___ Available records

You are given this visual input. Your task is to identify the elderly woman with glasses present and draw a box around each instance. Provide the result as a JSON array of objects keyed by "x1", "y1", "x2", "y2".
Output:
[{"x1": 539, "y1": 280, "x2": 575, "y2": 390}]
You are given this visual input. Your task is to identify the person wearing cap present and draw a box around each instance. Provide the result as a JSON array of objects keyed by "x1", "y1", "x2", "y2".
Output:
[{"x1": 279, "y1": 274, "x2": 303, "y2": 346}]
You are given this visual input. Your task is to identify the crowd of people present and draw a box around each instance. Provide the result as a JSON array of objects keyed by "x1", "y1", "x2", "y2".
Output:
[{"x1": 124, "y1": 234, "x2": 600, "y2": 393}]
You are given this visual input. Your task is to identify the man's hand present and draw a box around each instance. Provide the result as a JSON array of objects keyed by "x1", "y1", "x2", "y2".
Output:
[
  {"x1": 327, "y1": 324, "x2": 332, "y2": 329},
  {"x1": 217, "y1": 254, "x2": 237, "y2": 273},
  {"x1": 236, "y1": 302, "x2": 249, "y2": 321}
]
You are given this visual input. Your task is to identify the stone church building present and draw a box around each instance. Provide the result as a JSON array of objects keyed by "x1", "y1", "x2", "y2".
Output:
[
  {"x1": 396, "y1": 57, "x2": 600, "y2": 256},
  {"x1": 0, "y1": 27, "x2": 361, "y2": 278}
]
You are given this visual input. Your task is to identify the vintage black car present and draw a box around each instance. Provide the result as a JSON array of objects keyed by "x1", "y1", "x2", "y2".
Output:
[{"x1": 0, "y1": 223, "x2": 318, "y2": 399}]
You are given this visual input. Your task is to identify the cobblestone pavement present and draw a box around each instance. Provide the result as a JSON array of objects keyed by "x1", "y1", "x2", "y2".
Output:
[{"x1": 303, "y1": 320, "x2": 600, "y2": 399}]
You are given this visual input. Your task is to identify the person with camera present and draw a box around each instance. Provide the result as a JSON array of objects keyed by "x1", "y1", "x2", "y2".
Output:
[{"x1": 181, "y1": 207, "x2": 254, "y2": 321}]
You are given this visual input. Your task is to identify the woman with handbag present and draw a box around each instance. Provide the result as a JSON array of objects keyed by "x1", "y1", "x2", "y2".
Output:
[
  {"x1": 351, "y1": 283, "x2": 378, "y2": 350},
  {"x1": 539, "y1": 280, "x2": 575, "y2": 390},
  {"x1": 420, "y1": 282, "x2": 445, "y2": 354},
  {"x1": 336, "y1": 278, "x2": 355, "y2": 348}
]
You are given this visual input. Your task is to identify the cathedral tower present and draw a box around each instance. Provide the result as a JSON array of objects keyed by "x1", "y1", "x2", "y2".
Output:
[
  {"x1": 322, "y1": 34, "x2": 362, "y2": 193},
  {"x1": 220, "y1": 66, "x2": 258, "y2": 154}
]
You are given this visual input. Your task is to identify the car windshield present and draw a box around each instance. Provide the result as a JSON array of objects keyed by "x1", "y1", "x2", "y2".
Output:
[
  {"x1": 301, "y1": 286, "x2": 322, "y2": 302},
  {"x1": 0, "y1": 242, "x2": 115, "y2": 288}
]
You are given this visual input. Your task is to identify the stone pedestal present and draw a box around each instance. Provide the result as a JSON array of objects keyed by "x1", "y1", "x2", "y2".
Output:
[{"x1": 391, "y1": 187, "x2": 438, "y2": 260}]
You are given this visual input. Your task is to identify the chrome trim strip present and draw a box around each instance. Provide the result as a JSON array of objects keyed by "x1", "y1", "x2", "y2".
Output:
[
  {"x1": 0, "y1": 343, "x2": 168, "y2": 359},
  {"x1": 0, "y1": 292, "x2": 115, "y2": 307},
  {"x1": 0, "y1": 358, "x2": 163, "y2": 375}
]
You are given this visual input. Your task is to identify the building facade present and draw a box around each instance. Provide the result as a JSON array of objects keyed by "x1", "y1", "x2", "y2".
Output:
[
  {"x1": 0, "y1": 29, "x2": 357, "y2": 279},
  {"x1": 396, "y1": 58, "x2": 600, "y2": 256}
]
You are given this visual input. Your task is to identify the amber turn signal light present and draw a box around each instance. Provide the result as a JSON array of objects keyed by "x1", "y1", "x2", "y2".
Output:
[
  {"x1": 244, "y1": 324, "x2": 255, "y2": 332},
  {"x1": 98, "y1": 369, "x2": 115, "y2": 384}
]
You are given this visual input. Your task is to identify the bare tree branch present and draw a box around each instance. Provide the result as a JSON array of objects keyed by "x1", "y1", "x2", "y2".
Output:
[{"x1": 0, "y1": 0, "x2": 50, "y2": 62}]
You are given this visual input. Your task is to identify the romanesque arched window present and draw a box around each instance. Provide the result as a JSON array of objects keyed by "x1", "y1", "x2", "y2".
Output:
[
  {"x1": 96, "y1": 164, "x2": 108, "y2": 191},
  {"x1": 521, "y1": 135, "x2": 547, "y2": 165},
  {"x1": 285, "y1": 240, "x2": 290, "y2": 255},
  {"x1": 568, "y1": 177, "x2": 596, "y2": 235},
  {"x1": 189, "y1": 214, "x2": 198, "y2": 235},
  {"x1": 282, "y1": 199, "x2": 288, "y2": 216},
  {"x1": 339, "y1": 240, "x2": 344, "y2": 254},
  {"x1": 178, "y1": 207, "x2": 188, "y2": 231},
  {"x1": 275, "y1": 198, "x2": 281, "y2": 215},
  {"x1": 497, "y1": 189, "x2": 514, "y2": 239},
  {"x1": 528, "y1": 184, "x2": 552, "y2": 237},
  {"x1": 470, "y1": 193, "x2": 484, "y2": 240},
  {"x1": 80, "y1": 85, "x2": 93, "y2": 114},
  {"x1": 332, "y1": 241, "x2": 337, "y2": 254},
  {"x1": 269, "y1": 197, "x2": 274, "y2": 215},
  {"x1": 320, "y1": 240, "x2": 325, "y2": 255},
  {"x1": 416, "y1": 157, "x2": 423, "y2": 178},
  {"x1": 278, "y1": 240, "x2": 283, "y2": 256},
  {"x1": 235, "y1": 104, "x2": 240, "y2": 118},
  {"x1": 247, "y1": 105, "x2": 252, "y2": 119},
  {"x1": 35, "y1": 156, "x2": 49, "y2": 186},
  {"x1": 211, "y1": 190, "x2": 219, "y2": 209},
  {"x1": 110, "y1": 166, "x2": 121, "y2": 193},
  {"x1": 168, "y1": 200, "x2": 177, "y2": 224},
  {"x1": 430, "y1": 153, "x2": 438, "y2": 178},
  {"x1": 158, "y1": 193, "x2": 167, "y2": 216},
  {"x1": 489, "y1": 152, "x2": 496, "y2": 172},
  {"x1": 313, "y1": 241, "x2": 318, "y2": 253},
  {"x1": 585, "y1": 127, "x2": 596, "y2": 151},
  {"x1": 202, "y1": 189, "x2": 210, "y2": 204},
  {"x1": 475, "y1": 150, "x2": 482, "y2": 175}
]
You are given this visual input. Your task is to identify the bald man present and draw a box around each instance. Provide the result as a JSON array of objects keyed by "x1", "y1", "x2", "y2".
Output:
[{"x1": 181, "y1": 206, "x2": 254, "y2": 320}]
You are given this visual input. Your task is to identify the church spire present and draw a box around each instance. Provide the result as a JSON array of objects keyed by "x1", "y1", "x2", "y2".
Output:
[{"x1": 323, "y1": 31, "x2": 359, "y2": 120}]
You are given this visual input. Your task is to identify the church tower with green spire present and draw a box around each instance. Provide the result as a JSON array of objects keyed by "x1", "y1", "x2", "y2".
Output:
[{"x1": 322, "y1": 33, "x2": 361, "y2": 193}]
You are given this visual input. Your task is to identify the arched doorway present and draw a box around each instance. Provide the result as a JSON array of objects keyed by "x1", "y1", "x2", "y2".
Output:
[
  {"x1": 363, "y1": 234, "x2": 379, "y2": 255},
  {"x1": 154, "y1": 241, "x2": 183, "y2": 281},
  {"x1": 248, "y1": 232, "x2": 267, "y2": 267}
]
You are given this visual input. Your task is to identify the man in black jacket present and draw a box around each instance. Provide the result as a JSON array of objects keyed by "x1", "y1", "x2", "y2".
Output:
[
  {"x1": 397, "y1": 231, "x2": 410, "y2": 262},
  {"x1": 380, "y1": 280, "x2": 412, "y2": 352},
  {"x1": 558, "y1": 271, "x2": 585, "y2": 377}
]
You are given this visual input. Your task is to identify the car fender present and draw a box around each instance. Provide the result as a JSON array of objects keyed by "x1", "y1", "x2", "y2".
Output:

______

• Task item
For each line in the entries that holds "black", return that line.

• Task response
You are given this visual input. Your task is to identify the vintage black car present and draw a box around each instance. Provide the result as a JSON array of objects keyed by "x1", "y1", "x2", "y2".
You are given this visual input. Your task is to identify the man in black jacket present and draw a box around each instance. Provide the result as a JSON array of objects keyed by "x1", "y1", "x2", "y2".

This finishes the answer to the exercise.